***** Record extracts

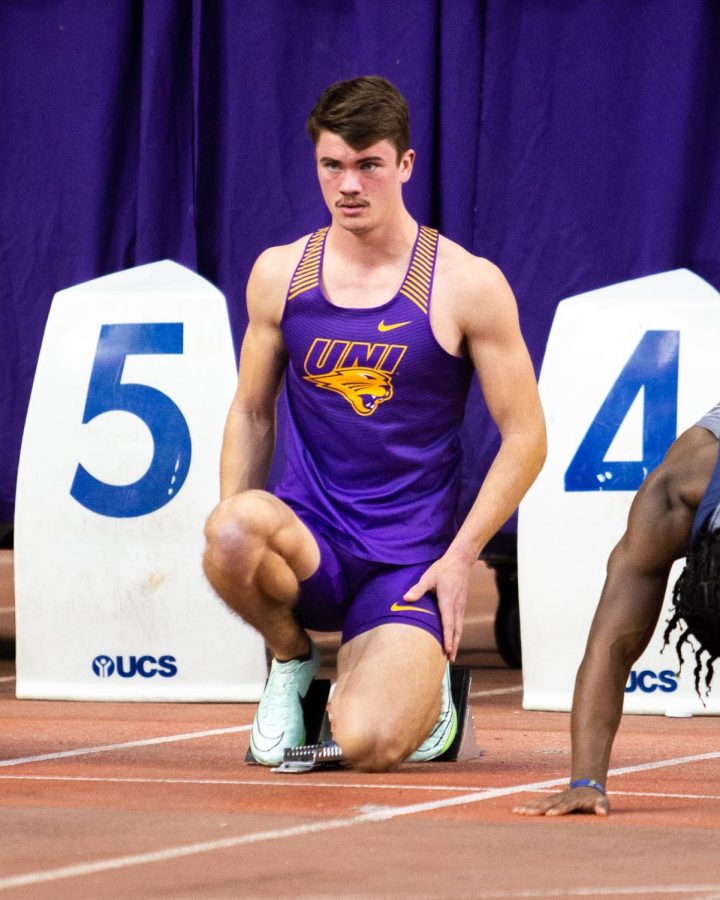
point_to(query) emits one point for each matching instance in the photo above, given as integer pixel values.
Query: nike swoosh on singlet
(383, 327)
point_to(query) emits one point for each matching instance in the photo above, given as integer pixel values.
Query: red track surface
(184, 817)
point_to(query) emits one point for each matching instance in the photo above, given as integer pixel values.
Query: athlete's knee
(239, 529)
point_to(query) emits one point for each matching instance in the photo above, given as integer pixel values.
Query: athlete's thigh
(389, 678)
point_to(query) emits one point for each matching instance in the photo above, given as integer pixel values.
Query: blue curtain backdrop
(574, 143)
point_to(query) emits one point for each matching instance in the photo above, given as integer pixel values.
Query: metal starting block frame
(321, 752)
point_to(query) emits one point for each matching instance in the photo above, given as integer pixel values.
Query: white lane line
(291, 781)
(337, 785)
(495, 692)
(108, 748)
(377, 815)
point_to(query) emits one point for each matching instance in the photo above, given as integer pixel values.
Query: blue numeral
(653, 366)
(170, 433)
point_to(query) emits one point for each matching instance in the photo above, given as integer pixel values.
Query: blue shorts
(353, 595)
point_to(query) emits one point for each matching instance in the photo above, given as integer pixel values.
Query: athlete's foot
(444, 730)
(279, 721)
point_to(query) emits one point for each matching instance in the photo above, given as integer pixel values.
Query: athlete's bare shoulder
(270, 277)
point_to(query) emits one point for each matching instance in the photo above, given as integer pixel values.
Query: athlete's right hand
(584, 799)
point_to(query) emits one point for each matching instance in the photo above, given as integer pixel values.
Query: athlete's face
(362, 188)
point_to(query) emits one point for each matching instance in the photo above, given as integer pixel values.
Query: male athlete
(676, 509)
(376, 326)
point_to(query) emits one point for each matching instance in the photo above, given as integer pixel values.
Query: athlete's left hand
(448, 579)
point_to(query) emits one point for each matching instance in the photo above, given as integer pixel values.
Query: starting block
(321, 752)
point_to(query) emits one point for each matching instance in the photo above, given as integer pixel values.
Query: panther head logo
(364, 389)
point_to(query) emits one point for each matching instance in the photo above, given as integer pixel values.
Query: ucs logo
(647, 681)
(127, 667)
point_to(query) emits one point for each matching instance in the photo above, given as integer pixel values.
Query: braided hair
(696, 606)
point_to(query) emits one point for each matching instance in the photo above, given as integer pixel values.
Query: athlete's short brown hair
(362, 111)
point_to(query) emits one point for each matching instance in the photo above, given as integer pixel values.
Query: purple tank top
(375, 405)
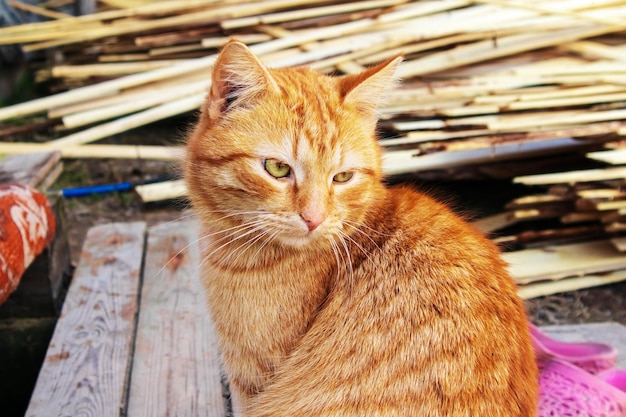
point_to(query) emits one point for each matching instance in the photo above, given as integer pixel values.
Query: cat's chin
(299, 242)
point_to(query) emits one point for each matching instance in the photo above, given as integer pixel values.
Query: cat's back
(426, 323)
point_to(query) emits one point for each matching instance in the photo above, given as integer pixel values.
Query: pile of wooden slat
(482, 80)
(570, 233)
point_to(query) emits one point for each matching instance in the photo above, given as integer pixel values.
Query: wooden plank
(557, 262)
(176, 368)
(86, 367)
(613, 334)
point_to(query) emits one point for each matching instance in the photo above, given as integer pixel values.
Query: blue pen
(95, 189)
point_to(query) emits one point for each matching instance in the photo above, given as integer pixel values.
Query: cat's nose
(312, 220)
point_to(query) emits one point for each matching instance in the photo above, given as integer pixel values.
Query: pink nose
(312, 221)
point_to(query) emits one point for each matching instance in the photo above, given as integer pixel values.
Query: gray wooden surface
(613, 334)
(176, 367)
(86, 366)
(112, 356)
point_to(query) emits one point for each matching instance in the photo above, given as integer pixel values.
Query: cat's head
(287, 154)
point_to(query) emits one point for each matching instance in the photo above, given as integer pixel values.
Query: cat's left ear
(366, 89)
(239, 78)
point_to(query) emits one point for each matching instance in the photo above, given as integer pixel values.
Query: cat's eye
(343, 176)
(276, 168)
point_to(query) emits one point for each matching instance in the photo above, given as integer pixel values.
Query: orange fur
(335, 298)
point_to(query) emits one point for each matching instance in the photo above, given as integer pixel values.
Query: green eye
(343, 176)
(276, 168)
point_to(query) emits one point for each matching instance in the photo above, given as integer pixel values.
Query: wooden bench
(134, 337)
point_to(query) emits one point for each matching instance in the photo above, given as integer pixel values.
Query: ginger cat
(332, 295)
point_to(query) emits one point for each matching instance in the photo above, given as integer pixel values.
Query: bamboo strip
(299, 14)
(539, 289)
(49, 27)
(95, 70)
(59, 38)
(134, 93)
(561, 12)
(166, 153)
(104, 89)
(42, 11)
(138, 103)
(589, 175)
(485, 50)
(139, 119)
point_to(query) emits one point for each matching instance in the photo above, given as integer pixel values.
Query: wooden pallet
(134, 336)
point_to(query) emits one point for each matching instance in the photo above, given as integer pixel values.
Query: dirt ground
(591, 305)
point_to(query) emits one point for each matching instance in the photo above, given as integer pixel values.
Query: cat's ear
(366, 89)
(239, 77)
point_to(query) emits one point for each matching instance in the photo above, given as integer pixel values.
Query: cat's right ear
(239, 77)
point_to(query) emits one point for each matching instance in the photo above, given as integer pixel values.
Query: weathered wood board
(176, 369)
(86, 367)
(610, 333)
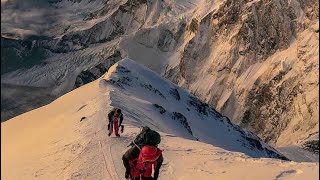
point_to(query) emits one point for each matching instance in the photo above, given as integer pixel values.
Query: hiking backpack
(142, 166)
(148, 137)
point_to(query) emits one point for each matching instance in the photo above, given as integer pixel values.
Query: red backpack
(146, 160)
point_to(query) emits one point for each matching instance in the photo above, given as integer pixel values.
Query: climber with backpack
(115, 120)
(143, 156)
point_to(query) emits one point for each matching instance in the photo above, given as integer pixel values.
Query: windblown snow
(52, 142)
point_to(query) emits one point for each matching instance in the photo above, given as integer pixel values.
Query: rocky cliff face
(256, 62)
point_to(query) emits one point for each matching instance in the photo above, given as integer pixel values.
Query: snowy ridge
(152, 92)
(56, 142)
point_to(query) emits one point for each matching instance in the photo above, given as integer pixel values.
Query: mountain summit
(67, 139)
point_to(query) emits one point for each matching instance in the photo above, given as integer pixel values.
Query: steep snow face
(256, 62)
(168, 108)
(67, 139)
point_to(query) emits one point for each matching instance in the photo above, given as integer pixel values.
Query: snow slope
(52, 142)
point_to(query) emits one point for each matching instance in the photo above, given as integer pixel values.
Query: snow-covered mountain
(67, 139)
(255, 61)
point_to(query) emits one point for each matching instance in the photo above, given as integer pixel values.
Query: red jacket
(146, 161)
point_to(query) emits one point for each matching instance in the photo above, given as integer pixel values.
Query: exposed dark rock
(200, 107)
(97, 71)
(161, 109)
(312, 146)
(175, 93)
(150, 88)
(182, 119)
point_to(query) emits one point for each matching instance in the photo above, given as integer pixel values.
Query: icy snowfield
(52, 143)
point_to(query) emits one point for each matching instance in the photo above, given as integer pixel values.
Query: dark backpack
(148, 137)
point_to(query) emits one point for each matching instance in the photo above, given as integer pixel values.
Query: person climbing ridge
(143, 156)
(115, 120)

**********
***** Record extracts

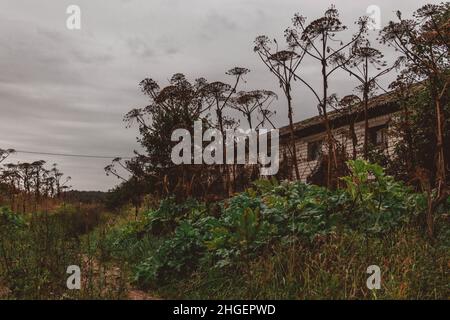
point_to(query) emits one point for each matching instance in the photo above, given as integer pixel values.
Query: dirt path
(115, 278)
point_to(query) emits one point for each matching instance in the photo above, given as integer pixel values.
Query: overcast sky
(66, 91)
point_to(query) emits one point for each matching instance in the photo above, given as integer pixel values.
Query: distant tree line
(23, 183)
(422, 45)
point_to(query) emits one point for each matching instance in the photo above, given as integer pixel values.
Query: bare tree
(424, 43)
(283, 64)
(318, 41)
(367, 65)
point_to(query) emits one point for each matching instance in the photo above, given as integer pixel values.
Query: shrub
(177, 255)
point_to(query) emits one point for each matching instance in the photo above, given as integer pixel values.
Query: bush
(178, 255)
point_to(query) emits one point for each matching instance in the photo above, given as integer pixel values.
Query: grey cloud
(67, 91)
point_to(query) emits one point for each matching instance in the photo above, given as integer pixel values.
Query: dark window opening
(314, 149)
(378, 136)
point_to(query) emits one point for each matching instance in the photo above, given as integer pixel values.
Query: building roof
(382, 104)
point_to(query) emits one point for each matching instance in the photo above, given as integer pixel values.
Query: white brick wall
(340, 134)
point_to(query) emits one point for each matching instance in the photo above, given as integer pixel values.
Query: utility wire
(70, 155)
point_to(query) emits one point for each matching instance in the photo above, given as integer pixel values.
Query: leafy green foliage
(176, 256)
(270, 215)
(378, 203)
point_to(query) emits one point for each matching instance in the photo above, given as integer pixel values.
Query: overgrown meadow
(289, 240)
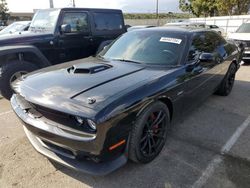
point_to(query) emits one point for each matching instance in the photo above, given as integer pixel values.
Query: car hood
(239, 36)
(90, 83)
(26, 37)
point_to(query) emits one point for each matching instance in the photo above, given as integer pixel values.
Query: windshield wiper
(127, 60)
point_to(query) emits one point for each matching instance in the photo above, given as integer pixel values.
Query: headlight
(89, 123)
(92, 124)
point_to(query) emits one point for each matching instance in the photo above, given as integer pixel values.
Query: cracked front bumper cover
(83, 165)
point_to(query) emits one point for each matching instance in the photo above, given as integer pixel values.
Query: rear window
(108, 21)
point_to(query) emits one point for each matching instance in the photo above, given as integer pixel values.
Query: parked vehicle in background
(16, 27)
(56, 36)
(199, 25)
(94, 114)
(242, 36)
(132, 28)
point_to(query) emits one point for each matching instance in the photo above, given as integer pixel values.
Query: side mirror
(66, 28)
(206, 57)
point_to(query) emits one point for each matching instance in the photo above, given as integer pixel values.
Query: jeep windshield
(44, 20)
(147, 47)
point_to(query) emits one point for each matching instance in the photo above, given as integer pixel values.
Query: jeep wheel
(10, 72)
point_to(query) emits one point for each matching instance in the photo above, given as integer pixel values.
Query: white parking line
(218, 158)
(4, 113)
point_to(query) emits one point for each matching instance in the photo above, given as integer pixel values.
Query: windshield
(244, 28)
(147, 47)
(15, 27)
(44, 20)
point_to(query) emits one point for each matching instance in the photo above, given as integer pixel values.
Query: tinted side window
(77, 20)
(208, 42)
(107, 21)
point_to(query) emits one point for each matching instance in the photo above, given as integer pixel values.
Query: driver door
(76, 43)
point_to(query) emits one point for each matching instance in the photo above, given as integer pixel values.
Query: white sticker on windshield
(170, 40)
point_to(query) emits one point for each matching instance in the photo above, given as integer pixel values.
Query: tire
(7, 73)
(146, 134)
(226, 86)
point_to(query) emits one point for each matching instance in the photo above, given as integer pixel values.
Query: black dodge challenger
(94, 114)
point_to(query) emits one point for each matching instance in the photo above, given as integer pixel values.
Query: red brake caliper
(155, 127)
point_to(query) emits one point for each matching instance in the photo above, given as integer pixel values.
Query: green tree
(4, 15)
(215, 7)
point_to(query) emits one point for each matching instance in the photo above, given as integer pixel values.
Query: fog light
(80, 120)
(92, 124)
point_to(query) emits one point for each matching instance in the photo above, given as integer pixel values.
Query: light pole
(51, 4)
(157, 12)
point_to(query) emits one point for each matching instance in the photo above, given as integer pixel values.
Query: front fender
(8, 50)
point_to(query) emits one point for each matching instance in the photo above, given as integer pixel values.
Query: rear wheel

**********
***** Record extracts

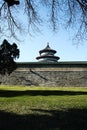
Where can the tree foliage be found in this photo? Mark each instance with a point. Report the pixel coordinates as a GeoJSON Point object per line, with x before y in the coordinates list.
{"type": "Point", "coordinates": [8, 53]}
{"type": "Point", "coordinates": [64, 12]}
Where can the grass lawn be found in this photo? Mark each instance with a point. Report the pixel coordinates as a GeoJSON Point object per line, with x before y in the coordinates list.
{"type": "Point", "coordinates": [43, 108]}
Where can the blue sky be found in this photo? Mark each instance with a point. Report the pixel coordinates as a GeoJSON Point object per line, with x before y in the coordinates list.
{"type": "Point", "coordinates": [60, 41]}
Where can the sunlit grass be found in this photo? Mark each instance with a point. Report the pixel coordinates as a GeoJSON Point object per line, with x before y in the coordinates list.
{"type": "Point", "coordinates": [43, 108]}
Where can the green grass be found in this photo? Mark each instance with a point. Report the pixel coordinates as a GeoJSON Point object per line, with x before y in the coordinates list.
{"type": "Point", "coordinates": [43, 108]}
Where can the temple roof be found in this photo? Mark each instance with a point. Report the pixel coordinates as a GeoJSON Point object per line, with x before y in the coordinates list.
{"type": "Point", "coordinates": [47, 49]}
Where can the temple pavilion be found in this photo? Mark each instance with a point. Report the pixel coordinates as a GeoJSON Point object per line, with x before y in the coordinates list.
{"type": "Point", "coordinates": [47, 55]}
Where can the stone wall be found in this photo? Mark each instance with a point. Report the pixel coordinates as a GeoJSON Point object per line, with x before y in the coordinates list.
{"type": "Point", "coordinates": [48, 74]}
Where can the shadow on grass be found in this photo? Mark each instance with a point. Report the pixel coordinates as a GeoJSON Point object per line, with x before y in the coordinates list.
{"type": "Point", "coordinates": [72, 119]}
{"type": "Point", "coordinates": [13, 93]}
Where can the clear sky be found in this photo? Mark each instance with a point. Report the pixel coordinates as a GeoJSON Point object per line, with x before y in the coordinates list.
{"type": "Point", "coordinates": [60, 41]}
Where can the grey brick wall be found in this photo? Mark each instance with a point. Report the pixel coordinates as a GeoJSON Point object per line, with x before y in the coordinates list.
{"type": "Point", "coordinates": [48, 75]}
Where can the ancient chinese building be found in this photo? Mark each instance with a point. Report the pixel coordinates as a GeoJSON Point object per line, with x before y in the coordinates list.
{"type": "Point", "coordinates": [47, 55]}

**********

• **Work task**: Retype exactly, and only, the lines above from the one where "Query: fog light" occurs up to and including the one where "Query: rear wheel" occurs.

• **Task output**:
Query: fog light
(80, 120)
(92, 124)
point_to(query) emits one point for each matching instance in the photo above, given as integer pixel values.
Query: light pole
(51, 4)
(157, 12)
point_to(query) emits one point for each matching instance in the photo above, given as integer pixel values.
Query: front fender
(8, 50)
point_to(query) emits one point for each matching instance in the photo above, given as integer pixel values.
Query: rear wheel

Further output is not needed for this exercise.